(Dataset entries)
^^^^^^^^^^^^^^^^

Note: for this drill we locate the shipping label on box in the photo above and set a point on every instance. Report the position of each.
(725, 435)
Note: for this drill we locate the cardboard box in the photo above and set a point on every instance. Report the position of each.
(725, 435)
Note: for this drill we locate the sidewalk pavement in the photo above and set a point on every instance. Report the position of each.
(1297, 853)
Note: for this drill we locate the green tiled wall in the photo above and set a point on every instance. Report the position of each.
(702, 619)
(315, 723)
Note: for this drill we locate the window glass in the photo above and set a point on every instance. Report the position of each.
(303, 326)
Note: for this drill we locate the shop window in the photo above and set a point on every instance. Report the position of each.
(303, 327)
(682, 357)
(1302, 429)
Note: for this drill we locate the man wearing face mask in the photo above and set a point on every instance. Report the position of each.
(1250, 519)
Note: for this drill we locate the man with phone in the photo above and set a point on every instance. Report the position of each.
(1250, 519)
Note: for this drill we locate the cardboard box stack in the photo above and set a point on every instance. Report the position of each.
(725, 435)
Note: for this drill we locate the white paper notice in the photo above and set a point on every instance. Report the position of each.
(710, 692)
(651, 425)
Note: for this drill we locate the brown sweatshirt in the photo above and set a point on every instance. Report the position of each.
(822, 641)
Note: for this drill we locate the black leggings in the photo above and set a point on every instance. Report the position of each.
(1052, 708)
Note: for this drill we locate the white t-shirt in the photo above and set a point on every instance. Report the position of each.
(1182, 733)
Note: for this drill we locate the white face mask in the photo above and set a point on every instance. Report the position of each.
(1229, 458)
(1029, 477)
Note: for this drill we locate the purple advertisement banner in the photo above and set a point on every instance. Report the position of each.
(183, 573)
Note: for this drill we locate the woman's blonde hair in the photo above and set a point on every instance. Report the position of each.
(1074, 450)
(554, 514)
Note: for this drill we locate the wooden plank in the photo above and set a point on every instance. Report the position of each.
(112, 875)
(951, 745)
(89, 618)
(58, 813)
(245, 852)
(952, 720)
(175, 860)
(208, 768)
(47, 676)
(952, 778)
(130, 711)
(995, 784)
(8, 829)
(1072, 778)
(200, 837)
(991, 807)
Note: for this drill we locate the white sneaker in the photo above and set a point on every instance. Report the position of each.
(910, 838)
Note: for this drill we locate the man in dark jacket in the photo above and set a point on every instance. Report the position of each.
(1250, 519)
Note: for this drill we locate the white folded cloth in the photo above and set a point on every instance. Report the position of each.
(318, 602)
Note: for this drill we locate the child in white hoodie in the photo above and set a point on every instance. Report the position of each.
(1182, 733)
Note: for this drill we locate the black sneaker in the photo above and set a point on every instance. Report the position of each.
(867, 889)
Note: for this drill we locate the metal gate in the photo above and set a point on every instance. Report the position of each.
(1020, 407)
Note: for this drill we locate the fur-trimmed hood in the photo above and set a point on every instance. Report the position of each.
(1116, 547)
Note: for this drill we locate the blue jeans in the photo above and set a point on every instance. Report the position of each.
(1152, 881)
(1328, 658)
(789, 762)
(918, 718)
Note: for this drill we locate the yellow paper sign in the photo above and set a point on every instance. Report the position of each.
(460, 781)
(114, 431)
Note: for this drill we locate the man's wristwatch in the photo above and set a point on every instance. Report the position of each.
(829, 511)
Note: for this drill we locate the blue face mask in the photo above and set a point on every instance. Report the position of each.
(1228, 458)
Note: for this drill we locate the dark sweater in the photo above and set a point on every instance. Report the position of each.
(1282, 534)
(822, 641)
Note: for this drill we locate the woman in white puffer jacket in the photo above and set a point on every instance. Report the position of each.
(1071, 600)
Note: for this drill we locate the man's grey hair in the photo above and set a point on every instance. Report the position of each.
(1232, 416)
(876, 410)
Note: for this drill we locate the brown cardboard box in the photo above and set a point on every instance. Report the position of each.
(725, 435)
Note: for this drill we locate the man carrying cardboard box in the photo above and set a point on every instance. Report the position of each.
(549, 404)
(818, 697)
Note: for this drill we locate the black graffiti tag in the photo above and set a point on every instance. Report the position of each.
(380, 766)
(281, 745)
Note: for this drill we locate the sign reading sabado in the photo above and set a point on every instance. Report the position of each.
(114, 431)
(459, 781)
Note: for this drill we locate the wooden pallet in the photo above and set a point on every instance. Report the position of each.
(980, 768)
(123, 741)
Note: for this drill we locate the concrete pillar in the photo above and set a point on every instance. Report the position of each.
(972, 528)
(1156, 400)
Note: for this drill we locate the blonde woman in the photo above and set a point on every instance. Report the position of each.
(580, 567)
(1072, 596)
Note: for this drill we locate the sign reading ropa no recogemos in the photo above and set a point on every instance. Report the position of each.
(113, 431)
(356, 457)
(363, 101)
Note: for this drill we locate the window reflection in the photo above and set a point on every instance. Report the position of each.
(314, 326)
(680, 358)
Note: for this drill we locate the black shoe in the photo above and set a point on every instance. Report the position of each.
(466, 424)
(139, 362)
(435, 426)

^^^^^^^^^^^^^^^^

[TASK PROMPT] Please output all of the entries without changing a single character.

[RESPONSE BELOW]
Note: for this drill we locate the shipping label on box in the photo above and set a point on every instance. Report the position of each.
(725, 435)
Note: for this drill we locate the cardboard box in the photo above and set a point on every instance. Report the position of each.
(725, 435)
Note: for this drill we locate the sidewalk pavement in the photo above and set a point on every instance. Report the position of each.
(1297, 853)
Note: for this drill we locate the green tiled wall in the photo above and set a point on every instance. Report the position of each.
(702, 619)
(315, 723)
Note: for this drill we locate the window glass in the photo above and set a point on every instance. Report the position of each.
(303, 326)
Note: for this drill we locate the shop window in the photo above and set a point on every instance. Report the position of each.
(303, 327)
(682, 357)
(1302, 429)
Note: for this drill we locate the man wearing face mask in the photo above and set a point on every instance. Report the position of each.
(1250, 519)
Note: for this drill we locate the man with phone in the photo above and set a point on every instance. Report the position of each.
(1250, 519)
Note: for this drill we locate the cardboard box stack in the photo above and set a point on every instance. Report the position of each.
(725, 435)
Note: for this drill we locate the white paper notice in the photo above and set a point on every instance. Report the position of each.
(710, 692)
(651, 425)
Note: for this drill we locate the brown sweatshirt in the photo above and set a point on every instance. Report the position of each.
(822, 641)
Note: for this drill we locate the black leggings in the photo above and set a point on every instance. Report the position of each.
(1052, 708)
Note: for this drill we locate the white t-shirt in the photo above and set a point on every instance. Report the position of each.
(1182, 733)
Note: for this drill we locate the white face mask in the photo above and set a point on every instance. Report the position of each.
(1229, 458)
(1029, 477)
Note: for this drill we locate the purple advertisement banner in the photo above and set a point on every instance. Report the position of each.
(183, 573)
Note: for this drill we locate the woman's blonde hair in the photo above and set a point on every instance. Report the position of each.
(1074, 450)
(554, 514)
Note: for this drill we locate the wooden plank in the photo above and set a point on every instance. Report the position of each.
(112, 875)
(951, 745)
(89, 618)
(58, 813)
(245, 852)
(952, 720)
(175, 860)
(208, 768)
(47, 676)
(952, 778)
(130, 711)
(995, 784)
(8, 829)
(1072, 778)
(200, 837)
(991, 807)
Note: for this drill we locate the white sneaker in the photo above and set a point on every instance. Report the position of each.
(910, 838)
Note: for this drill we locate the man in dark jacket in the photo above and set a point on every instance. Report the position of each.
(1250, 519)
Note: for this drill we locate the white folded cloth in the photo above and set a point on every instance. Report the position of each.
(318, 602)
Note: for this drill we locate the child in white hoodie in the photo above and set a point on every instance. Report the position of each.
(1182, 733)
Note: for this drill we locate the black sneaker in the photo above and set a point on every instance. Report the position of each.
(867, 889)
Note: for this drill we locate the metal gate in the photo above and set a point on every instance. Report the position of each.
(1020, 407)
Note: for this drill we locate the fur-trimmed hood in the photo above and set a point on every instance. Report the position of each.
(1116, 547)
Note: for this drill we locate the blue jeans in the photo above and set a point on every instance. Report the position of each.
(1152, 881)
(1328, 658)
(789, 762)
(918, 718)
Note: for this drill we locate the yellow paper sign in the photo above and set a point on every instance. Report the position of each.
(460, 781)
(114, 431)
Note: for this drill we locate the man's wristwatch in the photo above and set a point on every instance. Report the position of each.
(829, 511)
Note: for this drill we locate the blue face mask in the photo above and set a point on every instance. Report the position of each.
(1228, 458)
Note: for this drill we locate the dark sweater in the photo above and set a point on every instance. Report the position of each.
(1282, 534)
(822, 641)
Note: for this drill we locate the woman in white puffer jacket in the photo above and set a point on every instance. Report the position of each.
(1071, 600)
Note: for this drill we locate the man's grey hair in the photo above and set a point on every instance. Report the position of each.
(1232, 416)
(876, 410)
Note: for this drill we locate the brown cardboard box in the photo above and set a point on every instance. Report the position of each.
(725, 435)
Note: for this drill we locate the man carrying cardboard box in the photo above and set a point on every instance. Report the position of each.
(549, 404)
(818, 697)
Note: for this drill we locate the black graffiti tag in the photo above and set a point on every instance. Report the position of each.
(380, 766)
(281, 745)
Note: for this drill we locate the sign reading sabado in the photo above and set a point on every instance. Report the position of each.
(114, 431)
(459, 781)
Note: for this drill we locate the wooden pallet in the photo above and set a point on every instance. Report the position of each.
(980, 768)
(123, 741)
Note: for this drill we locate the concrete pillar in the photo above and set a point on every instance. Report the position of each.
(972, 528)
(1156, 400)
Note: for this drill we locate the blonde woman in the photo above and set a point on every instance. Report the position of each.
(580, 567)
(1072, 596)
Note: for this drill we locate the sign reading ropa no recogemos in the photo above and set a point on every instance. Report the position of each.
(113, 431)
(356, 457)
(363, 101)
Note: for this drill we locate the window reflection in the photo above and set a point on every instance. Report the position of each.
(314, 326)
(680, 358)
Note: for this drill we locate the black shoe in the photo above and set a point on every instance. Report the position of each.
(466, 424)
(139, 362)
(435, 426)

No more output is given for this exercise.